Right of the bat we find ourselves unsure of how to even approach the new location. A small dirt pull-off to the east puts us at least a mile from our first transect and the south and west are too rugged and remote to even consider. So, we drive north, into the small neighborhoods tucked high on the edge of Walden’s Ridge, hoping that some dead end street somewhere will turn out to be a logging road. As we turn off the main road a few people working outside immediately stop what they’re doing and watch us pass. We wave to a man and his son. Neither wave back. At the end of the most promising street is a 6-foot fence, gated and locked, with a sign that says, “No Tresspassing! Turn Around Now!” So, we turn around, the logging right-of-way either long gone or not worth fighting to find. Standing in a yard are five old men, each watching us suspiciously as we get the truck headed back toward the main road. We wave and all five wave back in unison, the same suspicious frown remaining on every face. Sometimes being in a government vehicle is a liability, even one with a Dale Earnhardt sticker in the rear window.

Extracted material:
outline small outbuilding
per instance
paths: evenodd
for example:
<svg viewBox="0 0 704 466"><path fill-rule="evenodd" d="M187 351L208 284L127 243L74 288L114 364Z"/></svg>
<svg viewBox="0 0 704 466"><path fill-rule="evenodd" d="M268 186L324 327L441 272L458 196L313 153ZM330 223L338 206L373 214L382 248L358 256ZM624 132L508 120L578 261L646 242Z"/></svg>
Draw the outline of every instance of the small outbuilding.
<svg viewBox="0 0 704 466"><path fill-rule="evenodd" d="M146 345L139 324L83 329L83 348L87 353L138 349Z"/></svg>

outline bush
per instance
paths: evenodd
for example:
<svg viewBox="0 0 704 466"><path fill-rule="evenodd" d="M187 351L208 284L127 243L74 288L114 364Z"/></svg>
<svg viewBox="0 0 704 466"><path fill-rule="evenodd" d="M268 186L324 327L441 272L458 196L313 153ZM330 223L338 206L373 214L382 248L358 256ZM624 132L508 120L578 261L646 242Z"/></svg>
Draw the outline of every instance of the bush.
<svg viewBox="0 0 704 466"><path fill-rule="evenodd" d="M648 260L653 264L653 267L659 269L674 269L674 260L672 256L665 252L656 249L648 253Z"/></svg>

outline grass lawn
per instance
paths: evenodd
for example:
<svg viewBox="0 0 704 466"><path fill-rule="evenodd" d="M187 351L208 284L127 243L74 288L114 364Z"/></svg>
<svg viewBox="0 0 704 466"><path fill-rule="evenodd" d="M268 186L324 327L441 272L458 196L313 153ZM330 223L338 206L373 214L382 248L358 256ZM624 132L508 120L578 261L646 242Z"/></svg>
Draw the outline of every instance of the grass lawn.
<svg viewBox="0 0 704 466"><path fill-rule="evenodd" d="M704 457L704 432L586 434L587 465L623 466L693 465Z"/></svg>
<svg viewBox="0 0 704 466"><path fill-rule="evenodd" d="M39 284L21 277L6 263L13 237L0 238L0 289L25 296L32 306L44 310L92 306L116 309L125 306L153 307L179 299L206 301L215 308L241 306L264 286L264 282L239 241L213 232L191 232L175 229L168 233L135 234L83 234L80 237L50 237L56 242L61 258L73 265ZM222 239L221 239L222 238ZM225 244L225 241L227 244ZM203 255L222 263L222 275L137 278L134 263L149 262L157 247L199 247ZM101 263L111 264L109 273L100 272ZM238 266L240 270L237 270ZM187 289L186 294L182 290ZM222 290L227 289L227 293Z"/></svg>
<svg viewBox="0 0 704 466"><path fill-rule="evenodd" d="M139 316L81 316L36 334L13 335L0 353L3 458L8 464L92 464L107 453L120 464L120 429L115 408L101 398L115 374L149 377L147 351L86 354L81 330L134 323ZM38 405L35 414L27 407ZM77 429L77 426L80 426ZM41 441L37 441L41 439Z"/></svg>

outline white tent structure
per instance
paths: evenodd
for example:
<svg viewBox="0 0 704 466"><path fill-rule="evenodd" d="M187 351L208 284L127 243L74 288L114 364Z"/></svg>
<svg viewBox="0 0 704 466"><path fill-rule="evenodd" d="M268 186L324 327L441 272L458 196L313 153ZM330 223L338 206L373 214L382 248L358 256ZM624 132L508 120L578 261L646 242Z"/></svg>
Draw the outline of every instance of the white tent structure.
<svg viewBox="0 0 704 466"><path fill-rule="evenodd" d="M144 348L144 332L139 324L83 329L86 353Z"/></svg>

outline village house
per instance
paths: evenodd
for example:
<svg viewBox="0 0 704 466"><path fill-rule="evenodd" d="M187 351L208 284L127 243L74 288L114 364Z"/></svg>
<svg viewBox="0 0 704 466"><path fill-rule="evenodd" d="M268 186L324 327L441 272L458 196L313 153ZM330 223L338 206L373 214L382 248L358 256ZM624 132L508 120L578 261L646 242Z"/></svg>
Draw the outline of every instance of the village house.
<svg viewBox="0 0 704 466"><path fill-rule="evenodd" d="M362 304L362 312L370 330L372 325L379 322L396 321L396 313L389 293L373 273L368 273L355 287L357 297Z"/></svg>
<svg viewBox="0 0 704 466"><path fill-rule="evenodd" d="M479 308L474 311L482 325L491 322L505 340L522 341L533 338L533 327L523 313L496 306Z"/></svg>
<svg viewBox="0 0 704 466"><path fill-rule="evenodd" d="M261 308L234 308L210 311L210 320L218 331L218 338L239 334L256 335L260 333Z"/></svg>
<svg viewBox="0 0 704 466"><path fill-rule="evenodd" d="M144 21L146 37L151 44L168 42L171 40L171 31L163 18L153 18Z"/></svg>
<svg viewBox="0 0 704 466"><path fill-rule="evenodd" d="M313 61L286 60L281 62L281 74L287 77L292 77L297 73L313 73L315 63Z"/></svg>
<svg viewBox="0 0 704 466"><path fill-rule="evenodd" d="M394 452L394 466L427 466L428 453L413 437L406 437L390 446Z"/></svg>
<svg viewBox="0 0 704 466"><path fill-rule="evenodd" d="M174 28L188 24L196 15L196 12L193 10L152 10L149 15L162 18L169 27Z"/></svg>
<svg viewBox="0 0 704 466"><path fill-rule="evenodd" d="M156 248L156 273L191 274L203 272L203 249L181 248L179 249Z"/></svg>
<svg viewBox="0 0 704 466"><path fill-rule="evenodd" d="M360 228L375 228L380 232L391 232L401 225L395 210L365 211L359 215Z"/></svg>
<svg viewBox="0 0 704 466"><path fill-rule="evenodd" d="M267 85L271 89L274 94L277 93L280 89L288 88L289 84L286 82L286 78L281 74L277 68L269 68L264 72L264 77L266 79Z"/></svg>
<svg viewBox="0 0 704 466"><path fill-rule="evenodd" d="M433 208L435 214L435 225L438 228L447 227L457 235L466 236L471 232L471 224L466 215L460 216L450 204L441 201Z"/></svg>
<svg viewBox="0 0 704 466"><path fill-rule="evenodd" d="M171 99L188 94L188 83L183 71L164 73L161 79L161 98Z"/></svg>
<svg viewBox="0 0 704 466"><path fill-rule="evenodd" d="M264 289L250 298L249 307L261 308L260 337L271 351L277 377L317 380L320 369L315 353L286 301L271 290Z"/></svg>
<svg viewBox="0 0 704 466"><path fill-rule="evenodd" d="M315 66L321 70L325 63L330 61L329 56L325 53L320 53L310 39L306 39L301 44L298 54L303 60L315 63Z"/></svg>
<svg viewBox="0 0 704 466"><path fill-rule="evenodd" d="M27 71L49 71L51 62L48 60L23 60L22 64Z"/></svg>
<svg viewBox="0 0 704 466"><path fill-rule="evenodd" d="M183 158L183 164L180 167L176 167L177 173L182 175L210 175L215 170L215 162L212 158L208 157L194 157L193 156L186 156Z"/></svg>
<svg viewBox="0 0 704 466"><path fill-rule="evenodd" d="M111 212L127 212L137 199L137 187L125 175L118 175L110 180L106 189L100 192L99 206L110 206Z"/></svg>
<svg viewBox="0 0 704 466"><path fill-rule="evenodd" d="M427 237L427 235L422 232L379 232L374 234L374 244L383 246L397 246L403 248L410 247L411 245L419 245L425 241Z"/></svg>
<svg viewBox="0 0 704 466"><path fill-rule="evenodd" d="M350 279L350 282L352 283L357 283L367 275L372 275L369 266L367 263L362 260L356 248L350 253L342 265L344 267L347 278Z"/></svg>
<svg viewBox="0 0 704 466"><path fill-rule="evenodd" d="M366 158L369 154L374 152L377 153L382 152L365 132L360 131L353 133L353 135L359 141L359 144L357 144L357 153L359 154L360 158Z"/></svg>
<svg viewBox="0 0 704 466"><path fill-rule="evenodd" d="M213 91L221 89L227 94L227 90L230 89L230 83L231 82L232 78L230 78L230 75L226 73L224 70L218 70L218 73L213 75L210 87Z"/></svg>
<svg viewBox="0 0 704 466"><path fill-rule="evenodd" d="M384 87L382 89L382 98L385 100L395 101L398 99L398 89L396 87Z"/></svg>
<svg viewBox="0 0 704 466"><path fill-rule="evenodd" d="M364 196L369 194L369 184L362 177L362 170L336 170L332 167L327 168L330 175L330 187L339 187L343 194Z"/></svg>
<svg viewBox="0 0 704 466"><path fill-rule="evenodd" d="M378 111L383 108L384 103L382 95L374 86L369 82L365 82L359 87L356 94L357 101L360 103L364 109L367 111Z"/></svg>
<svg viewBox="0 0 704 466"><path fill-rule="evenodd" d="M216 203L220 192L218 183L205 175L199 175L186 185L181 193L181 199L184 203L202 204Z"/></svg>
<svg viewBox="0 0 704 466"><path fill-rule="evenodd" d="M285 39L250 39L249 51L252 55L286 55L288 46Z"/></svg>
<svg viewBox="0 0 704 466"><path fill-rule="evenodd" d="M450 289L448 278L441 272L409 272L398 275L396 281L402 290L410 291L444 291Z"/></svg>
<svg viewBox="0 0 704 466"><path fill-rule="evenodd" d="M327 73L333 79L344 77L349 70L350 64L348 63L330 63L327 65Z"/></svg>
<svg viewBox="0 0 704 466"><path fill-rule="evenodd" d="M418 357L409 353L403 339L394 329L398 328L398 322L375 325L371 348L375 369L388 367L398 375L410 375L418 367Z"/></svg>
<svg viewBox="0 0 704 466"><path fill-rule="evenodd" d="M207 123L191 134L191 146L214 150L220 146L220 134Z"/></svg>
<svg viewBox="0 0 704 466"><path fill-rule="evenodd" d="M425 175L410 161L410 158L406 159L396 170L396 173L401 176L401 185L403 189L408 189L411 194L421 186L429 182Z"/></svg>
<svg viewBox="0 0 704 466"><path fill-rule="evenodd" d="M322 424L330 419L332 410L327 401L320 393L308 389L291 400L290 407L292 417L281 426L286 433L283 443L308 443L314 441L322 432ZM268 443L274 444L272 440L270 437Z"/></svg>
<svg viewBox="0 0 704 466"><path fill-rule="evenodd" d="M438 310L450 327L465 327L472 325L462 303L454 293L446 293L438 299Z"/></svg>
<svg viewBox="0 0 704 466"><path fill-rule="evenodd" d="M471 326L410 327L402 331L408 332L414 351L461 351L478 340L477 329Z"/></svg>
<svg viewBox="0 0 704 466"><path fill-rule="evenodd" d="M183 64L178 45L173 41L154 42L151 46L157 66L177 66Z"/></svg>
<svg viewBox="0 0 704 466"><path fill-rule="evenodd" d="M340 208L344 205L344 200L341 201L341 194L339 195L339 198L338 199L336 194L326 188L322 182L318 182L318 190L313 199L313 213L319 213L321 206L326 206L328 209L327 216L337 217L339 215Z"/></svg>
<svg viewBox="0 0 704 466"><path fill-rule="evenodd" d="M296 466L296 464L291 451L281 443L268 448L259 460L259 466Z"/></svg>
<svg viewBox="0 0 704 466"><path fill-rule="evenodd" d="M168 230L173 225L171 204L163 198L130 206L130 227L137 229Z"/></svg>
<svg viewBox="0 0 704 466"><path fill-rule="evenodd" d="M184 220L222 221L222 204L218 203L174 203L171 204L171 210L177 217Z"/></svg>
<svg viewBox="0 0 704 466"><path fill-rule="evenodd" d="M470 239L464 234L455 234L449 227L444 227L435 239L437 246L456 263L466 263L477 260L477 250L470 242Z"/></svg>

Requests:
**1.** Rewrite the paragraph of the Walden's Ridge account that begins "Right of the bat" in fewer words, keeping its main facts.
**2.** Continue the Walden's Ridge account from where it stops.

Written responses:
**1.** From the start, we aren't sure how to reach the new location. A dirt pull-off to the east is at least a mile from our first transect, and the south and west are too rugged and remote. So we drive north into small neighborhoods high on the edge of Walden's Ridge, hoping a dead-end street will turn out to be a logging road. Residents stop working to watch us pass, and a man and his son don't return our wave. The most promising street ends at a locked 6-foot gate with a "No Tresspassing! Turn Around Now!" sign, so we turn around. The logging right-of-way is either gone or not worth the fight. Five old men in a yard wave back in unison but keep frowning suspiciously. A government vehicle can be a liability, even one with a Dale Earnhardt sticker.

**2.**
We drive back down the steep and winding road to the pull-off we stopped at earlier. Checking the distance on our GPS machines we mutter some oaths, stare forlornly out the window, then shrug and start walking. As it happens, we soon find ourselves walking on a bonafide nature trail, well-used and even signed. We continue on as the distance on the GPS unit keeps dropping. A few mountain skullcap are even growing alongside the trail. For once, things look promising. But it’s not long before we realize that there’s a problem. While the distance to our first transect keeps dropping, the bluff to our right keeps rising. And rising. It’s a serious bluff, too, entirely unclimbable to anyone without rappelling experience.

After awhile we check our GPS map and see that, indeed, we’re standing about 70 feet below where we want to be. Thinking that maybe the bluff will start to descend at some point, we keep walking. But the bluff does the opposite of descend. We walk the entire length of our location, unable to get to a single transect, some of which are only 30 feet away from us in horizontal distance, but over 100 feet away in vertical distance. The expedition has now taken hours and we’re soaked with sweat. We turn around and start back as the afternoon slips away. We figure this is one place that’s not getting surveyed.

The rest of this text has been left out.